═════ AVAILABLE DATA ═════

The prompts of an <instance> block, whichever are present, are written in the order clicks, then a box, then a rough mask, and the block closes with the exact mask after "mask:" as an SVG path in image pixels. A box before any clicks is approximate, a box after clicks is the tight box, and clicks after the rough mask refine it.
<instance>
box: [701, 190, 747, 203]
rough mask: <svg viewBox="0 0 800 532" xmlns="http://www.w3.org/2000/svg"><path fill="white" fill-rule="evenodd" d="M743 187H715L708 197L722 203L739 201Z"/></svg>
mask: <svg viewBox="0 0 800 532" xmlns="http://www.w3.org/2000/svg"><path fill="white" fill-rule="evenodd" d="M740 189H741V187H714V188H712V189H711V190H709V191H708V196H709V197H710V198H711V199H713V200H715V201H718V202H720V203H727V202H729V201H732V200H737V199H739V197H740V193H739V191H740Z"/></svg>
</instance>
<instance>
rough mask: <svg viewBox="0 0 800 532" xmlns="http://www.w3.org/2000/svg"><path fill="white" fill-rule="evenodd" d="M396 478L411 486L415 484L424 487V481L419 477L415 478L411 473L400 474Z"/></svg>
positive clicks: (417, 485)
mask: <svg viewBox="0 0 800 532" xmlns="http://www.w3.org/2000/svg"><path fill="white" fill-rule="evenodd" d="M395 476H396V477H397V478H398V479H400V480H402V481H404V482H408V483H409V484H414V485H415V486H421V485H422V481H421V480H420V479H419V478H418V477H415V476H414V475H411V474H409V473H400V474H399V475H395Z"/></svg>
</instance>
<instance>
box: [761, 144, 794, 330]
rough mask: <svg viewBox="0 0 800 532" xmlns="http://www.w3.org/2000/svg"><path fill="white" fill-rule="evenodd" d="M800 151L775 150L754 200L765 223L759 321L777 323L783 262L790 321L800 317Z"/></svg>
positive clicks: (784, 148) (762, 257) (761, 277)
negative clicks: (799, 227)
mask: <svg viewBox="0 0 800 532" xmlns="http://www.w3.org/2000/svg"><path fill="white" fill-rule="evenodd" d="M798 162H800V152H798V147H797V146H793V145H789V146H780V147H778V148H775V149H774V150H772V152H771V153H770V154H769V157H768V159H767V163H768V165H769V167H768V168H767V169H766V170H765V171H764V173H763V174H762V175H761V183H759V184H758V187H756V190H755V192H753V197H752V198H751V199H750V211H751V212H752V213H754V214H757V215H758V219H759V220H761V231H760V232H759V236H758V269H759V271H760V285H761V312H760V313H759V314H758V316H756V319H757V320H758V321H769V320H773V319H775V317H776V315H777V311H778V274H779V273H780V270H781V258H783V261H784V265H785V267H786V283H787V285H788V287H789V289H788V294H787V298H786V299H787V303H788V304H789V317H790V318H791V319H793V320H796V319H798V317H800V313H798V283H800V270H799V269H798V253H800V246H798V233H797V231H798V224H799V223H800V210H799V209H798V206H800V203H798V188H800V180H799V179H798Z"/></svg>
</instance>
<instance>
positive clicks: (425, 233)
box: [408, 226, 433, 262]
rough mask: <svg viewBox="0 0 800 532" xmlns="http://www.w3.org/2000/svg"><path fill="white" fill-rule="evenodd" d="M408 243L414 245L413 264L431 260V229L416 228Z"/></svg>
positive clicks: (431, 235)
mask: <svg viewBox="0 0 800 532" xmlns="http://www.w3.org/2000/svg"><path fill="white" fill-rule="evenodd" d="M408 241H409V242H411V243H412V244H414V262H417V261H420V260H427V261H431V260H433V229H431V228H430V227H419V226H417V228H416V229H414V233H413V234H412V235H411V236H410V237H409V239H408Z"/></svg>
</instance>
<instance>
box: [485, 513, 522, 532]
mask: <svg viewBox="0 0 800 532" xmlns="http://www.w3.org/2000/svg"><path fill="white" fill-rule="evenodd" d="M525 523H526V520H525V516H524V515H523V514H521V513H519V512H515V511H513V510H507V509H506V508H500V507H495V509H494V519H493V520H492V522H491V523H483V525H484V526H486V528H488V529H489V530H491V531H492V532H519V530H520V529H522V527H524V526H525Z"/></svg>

═════

### WHAT YOU WILL DO
Reproduce exactly the line containing "positive clicks: (425, 233)" and every line after it through the end of the records above, and nothing else.

### RESULT
positive clicks: (425, 233)
box: [408, 226, 433, 262]
rough mask: <svg viewBox="0 0 800 532" xmlns="http://www.w3.org/2000/svg"><path fill="white" fill-rule="evenodd" d="M408 243L414 245L413 264L431 260V229L416 228Z"/></svg>
positive clicks: (431, 235)
mask: <svg viewBox="0 0 800 532" xmlns="http://www.w3.org/2000/svg"><path fill="white" fill-rule="evenodd" d="M408 241H409V242H411V243H412V244H414V262H417V261H420V260H427V261H431V260H433V229H431V228H430V227H419V226H417V228H416V229H414V233H413V234H412V235H411V236H410V237H409V239H408Z"/></svg>
</instance>
<instance>
box: [485, 513, 522, 532]
mask: <svg viewBox="0 0 800 532" xmlns="http://www.w3.org/2000/svg"><path fill="white" fill-rule="evenodd" d="M525 523H526V520H525V516H524V515H523V514H521V513H519V512H515V511H513V510H507V509H506V508H500V507H495V509H494V519H493V520H492V522H491V523H483V525H484V526H486V528H488V529H489V530H491V531H492V532H519V530H520V529H522V527H524V526H525Z"/></svg>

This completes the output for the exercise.